_Tugas dan Latihan_
A) Dalam kutipan tentang pandemi Covid-19, apa arti kata corona dalam bahasa Latin?
B) Terjemahkan kalimat dari kutipan tentang pandemi Covid-19 ini ke dalam bahasa Inggris: "Nama tersebut muncul karena virus tersebut jika diobservasi lewat mikroskop bentuknya akan seperti mahkota."

_Kutipan_
((

Menakar Power Negara dan Civil Society Pascapandemi
Opini— Virus Corona atau Covid-19 muncul pada pertengahan Desember 2019 di Wuhan, China. Virus ini menyebar dengan cepat ke seluruh dunia, termasuk di Negara Kesatuan Republik Indonesia (NKRI) yang kita cintai. Bahasa corona berasal dari bahasa latin yang berarti Mahkota. Nama tersebut muncul karena virus tersebut jika diobservasi lewat mikroskop bentuknya akan seperti mahkota.
Semenjak virus ini menyebar di berbagai belahan dunia, World Health Organization (WHO) atau Organisasi Kesehatan Dunia yang merupakan salah satu badan PBB yang bertindak sebagai koordinator kesehatan umum internasional menetapkan virus Corona menjadi status pandemi global pada pertengahan Maret 2020 lalu.

))

_Informasi yang Diberikan_
((

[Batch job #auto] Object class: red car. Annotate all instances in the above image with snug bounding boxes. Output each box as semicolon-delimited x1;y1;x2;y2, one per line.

))

_Kumpulan Jawaban_
A) Mahkota.

B) The name arose because, when observed through a microscope, the virus is shaped like a crown.